§ **Items from a data source**
<<<<

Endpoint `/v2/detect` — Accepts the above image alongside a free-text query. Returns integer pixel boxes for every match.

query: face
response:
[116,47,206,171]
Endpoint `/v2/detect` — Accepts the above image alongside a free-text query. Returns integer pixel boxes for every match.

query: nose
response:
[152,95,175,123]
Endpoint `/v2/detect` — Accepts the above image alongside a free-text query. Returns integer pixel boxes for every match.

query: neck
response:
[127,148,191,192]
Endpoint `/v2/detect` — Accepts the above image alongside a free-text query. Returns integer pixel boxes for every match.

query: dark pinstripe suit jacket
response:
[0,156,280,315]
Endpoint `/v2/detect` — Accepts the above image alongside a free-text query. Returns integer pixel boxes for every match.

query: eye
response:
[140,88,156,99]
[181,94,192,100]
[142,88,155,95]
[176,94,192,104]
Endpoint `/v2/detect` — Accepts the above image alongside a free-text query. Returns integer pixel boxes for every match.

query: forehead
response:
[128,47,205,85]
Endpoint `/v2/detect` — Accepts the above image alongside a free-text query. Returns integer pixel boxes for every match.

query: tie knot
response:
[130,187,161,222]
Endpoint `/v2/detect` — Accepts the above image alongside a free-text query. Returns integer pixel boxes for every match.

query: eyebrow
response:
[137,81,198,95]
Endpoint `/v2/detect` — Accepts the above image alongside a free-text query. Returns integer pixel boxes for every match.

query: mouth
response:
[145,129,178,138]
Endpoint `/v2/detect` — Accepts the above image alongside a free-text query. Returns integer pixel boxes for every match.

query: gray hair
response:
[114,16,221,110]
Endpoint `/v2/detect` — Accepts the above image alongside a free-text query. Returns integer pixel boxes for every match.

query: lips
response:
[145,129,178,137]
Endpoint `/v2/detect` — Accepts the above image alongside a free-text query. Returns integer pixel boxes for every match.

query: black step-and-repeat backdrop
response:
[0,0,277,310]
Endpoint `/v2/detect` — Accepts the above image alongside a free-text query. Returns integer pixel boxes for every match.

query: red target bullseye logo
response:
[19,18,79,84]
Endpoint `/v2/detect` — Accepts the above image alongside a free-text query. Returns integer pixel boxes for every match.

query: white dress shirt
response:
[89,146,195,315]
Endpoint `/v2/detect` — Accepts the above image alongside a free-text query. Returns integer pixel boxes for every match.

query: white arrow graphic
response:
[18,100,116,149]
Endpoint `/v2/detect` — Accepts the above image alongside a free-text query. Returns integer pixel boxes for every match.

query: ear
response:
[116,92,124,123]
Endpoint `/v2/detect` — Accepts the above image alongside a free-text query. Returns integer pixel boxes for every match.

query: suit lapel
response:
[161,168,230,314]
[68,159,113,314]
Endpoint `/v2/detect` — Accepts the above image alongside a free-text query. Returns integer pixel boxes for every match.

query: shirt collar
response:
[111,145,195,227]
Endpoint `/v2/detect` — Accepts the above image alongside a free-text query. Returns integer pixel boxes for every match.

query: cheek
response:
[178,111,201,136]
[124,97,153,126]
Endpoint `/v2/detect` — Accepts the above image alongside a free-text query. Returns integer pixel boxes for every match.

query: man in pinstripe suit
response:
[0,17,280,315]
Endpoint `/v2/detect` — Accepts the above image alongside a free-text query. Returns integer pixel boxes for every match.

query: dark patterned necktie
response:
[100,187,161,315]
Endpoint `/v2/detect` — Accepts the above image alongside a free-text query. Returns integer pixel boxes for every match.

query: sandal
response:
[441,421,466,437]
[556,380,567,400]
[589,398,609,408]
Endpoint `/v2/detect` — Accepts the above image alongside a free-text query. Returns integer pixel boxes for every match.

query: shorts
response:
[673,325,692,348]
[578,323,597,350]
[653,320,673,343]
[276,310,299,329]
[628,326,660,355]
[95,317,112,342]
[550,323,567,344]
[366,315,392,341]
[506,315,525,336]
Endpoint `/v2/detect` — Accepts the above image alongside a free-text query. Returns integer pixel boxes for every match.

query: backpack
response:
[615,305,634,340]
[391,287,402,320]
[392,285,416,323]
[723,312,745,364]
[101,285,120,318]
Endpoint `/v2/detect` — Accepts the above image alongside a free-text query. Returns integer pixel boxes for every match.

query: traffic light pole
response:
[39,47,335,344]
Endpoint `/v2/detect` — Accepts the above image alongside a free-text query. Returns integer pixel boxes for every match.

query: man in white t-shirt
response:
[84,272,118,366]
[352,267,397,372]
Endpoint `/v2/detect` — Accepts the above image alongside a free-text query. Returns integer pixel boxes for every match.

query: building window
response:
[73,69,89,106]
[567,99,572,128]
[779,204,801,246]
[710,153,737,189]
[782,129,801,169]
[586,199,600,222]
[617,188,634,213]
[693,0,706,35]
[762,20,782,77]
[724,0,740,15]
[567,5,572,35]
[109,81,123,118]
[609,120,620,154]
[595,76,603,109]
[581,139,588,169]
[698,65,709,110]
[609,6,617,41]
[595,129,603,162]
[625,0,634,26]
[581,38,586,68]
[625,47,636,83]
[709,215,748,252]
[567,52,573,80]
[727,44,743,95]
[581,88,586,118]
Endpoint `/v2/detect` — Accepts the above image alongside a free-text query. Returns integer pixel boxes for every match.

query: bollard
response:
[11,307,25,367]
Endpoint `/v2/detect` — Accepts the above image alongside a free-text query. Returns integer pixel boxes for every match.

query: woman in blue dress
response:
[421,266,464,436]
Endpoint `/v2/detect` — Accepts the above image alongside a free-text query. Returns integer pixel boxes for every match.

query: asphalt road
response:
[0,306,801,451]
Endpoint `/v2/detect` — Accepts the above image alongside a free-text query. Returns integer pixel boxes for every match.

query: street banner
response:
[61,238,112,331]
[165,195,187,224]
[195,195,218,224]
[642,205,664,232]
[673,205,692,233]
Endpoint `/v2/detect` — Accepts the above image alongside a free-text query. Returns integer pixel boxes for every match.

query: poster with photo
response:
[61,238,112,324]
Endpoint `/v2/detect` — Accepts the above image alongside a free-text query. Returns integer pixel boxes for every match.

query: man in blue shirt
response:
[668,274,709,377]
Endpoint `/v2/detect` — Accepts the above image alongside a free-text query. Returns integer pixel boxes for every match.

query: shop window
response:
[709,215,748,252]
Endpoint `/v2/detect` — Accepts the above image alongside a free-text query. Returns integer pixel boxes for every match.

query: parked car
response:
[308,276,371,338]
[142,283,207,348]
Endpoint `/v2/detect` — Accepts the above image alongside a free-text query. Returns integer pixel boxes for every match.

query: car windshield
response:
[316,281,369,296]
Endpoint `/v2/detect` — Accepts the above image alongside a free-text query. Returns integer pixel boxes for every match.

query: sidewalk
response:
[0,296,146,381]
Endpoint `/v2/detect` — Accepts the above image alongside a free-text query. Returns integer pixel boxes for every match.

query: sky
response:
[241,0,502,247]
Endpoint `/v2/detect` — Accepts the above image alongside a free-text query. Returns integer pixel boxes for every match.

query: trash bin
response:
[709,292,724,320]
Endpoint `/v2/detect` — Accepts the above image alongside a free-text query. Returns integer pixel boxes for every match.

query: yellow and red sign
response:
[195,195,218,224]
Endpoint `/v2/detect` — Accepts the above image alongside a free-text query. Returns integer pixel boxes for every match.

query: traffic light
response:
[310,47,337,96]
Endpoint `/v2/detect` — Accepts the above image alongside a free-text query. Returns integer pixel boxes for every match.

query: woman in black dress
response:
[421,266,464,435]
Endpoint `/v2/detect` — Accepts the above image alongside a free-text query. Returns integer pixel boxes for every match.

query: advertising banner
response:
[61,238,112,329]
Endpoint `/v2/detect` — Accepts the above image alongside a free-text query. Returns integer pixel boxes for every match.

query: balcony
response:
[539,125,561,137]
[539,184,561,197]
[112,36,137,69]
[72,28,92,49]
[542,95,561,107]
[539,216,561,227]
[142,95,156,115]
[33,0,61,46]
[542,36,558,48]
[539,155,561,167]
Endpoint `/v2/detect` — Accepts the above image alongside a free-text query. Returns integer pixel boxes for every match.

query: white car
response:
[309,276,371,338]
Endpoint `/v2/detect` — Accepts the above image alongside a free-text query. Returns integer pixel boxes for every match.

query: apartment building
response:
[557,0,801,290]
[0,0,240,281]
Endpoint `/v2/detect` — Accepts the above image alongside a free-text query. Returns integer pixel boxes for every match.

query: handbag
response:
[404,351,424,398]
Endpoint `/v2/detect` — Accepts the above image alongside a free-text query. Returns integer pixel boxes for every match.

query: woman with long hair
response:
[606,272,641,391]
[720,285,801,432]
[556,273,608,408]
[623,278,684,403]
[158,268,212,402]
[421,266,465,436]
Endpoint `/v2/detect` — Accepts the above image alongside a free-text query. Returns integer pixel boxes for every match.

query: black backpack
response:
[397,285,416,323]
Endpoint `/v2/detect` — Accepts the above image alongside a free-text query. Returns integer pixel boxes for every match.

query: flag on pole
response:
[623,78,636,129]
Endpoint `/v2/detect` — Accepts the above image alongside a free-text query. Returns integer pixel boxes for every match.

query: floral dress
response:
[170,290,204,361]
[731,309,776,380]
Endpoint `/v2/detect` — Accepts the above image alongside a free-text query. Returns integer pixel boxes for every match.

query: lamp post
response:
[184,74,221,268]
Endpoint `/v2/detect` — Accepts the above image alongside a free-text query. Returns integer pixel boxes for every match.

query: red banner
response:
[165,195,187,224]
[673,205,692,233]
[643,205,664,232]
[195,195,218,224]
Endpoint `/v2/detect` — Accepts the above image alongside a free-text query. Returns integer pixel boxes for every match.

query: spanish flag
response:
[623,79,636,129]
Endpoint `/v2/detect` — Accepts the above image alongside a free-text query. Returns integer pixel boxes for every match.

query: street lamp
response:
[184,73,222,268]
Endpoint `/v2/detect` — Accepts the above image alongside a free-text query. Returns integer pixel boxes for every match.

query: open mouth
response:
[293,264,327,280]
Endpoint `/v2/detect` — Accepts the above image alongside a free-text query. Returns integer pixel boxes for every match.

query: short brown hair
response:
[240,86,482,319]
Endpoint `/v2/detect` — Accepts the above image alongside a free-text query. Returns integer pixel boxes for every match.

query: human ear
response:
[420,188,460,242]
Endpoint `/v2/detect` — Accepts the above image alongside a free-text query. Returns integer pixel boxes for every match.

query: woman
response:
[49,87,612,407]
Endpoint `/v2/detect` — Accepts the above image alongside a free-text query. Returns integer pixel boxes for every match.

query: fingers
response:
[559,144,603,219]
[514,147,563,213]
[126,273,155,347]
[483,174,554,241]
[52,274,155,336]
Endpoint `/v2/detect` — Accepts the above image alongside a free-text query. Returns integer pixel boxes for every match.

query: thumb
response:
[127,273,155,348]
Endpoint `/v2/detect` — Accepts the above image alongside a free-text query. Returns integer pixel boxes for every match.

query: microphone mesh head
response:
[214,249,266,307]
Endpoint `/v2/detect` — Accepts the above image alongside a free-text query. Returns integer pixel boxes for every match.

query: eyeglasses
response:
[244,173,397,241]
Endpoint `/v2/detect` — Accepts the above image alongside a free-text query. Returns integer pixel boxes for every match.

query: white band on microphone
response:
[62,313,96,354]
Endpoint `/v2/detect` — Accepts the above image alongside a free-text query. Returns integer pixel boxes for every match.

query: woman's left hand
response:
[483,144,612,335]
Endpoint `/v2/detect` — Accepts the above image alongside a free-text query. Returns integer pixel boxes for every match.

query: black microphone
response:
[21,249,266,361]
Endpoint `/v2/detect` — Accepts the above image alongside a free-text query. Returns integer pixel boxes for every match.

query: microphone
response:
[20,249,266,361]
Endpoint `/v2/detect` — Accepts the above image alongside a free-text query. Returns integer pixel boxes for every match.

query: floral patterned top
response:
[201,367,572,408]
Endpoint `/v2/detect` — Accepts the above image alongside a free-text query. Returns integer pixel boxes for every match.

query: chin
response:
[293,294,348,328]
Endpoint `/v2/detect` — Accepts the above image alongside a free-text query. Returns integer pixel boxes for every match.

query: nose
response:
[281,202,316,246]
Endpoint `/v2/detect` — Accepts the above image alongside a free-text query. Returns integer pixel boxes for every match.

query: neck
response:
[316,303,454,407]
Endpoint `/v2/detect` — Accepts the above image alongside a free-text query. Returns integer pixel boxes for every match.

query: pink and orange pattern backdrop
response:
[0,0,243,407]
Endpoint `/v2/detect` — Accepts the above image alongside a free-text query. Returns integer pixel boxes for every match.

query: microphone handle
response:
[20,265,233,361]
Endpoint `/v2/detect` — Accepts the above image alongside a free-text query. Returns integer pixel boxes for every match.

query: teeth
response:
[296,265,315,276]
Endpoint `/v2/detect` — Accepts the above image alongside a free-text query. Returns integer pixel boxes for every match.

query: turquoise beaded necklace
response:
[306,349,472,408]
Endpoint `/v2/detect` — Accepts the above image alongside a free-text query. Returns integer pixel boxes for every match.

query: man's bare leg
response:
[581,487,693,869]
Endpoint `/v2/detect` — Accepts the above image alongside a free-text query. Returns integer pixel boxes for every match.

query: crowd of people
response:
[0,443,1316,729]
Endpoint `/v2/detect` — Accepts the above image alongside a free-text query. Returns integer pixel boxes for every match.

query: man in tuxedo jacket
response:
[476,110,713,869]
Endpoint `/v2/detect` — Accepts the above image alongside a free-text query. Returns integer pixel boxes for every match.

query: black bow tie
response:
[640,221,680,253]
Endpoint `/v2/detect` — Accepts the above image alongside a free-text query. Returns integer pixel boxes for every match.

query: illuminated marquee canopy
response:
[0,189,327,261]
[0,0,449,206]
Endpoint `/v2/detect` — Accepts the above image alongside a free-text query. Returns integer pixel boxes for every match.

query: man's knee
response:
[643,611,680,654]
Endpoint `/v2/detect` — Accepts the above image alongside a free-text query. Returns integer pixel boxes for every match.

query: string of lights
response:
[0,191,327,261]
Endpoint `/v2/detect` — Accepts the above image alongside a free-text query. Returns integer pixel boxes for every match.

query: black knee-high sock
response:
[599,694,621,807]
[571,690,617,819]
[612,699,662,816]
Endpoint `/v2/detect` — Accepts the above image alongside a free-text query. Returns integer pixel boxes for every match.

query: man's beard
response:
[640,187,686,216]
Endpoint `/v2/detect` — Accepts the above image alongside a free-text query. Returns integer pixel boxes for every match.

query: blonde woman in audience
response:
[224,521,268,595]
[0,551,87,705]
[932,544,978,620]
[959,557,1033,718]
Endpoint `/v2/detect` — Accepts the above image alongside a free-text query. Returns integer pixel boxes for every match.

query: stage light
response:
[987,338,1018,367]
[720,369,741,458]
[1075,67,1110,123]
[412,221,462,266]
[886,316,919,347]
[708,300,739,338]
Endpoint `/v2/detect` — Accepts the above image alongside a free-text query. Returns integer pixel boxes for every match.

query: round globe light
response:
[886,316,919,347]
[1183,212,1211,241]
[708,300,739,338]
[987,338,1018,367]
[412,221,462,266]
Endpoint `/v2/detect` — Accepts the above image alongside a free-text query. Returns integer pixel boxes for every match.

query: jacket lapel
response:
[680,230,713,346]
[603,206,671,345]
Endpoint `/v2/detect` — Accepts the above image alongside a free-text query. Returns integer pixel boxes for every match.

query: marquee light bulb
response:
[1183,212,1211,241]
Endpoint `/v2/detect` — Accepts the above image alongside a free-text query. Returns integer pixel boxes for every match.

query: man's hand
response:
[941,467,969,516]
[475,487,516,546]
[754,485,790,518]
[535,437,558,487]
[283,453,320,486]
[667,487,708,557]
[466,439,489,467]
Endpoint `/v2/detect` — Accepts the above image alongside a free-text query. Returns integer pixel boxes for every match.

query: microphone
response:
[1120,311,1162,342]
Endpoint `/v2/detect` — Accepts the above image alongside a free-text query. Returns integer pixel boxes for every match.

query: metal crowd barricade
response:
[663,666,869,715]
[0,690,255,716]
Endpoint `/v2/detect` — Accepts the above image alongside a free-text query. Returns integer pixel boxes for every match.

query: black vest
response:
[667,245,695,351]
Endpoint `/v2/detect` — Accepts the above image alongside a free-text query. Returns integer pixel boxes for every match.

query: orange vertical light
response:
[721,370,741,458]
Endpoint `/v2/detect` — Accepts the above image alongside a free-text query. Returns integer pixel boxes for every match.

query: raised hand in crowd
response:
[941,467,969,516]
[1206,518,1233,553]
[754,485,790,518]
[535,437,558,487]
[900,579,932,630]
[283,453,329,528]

>>>>

§ **TASK BRIEF**
Pull out every line above that contains the word "black", matching case exactly.

§ **ANSWER TO THE EXERCISE**
query: black step-and-repeat backdrop
query: woman in black dress
query: black backpack
query: black microphone
query: black bow tie
query: black knee-high sock
query: black vest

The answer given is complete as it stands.